# [WHAT NEEDS TO BE DONE]
The output should contain the listing word for word and no pictures.

# [SUPPLIED MATERIAL]

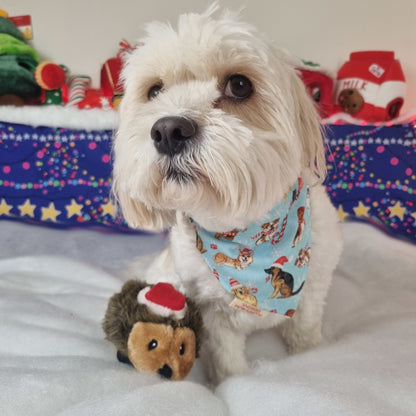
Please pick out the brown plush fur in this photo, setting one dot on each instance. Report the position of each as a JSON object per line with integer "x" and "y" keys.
{"x": 124, "y": 311}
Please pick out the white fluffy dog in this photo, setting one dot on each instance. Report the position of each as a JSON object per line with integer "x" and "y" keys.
{"x": 216, "y": 126}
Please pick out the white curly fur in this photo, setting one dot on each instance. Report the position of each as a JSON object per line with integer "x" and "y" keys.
{"x": 246, "y": 155}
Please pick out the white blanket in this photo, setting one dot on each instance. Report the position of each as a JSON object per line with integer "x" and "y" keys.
{"x": 54, "y": 359}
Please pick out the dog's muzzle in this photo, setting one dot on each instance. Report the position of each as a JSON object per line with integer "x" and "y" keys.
{"x": 171, "y": 134}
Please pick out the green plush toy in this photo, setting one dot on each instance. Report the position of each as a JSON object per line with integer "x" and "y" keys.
{"x": 18, "y": 62}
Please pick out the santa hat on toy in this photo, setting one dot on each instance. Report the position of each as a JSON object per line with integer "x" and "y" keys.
{"x": 370, "y": 86}
{"x": 280, "y": 262}
{"x": 234, "y": 284}
{"x": 164, "y": 300}
{"x": 320, "y": 84}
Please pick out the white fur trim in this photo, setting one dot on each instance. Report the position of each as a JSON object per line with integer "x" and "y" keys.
{"x": 57, "y": 116}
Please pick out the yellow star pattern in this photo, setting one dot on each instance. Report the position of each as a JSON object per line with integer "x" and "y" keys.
{"x": 73, "y": 209}
{"x": 5, "y": 208}
{"x": 50, "y": 213}
{"x": 361, "y": 210}
{"x": 109, "y": 208}
{"x": 341, "y": 213}
{"x": 397, "y": 210}
{"x": 27, "y": 209}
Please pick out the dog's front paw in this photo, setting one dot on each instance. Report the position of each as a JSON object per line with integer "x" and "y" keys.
{"x": 299, "y": 339}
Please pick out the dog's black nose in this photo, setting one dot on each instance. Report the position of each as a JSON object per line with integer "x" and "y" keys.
{"x": 165, "y": 371}
{"x": 170, "y": 134}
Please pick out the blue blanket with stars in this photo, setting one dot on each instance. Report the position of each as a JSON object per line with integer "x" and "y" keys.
{"x": 57, "y": 176}
{"x": 372, "y": 175}
{"x": 62, "y": 177}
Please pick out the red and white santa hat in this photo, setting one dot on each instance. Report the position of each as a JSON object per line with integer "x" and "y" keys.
{"x": 379, "y": 79}
{"x": 234, "y": 284}
{"x": 280, "y": 262}
{"x": 164, "y": 300}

# [FINAL ANSWER]
Please pick out the brown plush fur in this photo, setting one dot on each instance. Report the position of each as a JSON object per line with integer "x" and "y" keys.
{"x": 124, "y": 311}
Please pick out the white fluffy dog in this photo, setting one dot on each instance. Report the position of each as a JSON object per line with integer "x" and "y" keys.
{"x": 216, "y": 126}
Please pick out the white curly fur in this photo, setting one dot on each instance. Report the position of each as a JSON object per line with integer "x" and "y" keys.
{"x": 246, "y": 155}
Please pick out the white blanket in this photo, setting one dot on each instance. Report the position of each as a JSON object per line with integer "x" and "y" keys.
{"x": 54, "y": 359}
Please pick out the dog's muzzle in this photo, setting one dot on each instance. Report the position of each as a JSON object per line with integer "x" and "y" keys.
{"x": 171, "y": 134}
Please pick out the green plush toy in this photo, setting one dot on each instance. Report the position of each as a JSON object per line with integer "x" and "y" keys.
{"x": 18, "y": 62}
Please pick out the santa hat on toy in this photo, setting one dot on each instance. Report the position of each as a JSON object per line with integer "x" and "y" keys.
{"x": 370, "y": 86}
{"x": 280, "y": 262}
{"x": 234, "y": 284}
{"x": 164, "y": 300}
{"x": 320, "y": 84}
Please pick out the white fur trim in this photo, setting one dot on each instance. Report the position of each as a JSON object per line with integer "x" and "y" keys.
{"x": 57, "y": 116}
Please pick out the yellow star pattern in this photo, setting one dot on each instance. Report the position of each as a JSON object per line with integer "x" and "y" keys.
{"x": 73, "y": 209}
{"x": 5, "y": 208}
{"x": 50, "y": 213}
{"x": 361, "y": 210}
{"x": 109, "y": 208}
{"x": 341, "y": 213}
{"x": 397, "y": 210}
{"x": 27, "y": 209}
Please pick out the dog's front paw in this photo, setting one dot on each instance. Report the position of each as a JSON object per line with integer "x" and "y" keys.
{"x": 299, "y": 339}
Please pick out the dog's black nose in this photo, setting one dot on each instance. Report the position of each as a JSON object per line with integer "x" and "y" keys.
{"x": 165, "y": 371}
{"x": 170, "y": 134}
Please pick out the blue blanket with stars in this photo, setting one dot on each instance. Report the position of each as a JSON object per line with integer "x" and "y" keys.
{"x": 57, "y": 176}
{"x": 372, "y": 175}
{"x": 62, "y": 177}
Please pick out the red and white santa hat in this photo, setting one dot on each instance. Report the position of each as a JSON object per line with integer "x" and "y" keys.
{"x": 379, "y": 79}
{"x": 234, "y": 284}
{"x": 280, "y": 262}
{"x": 164, "y": 300}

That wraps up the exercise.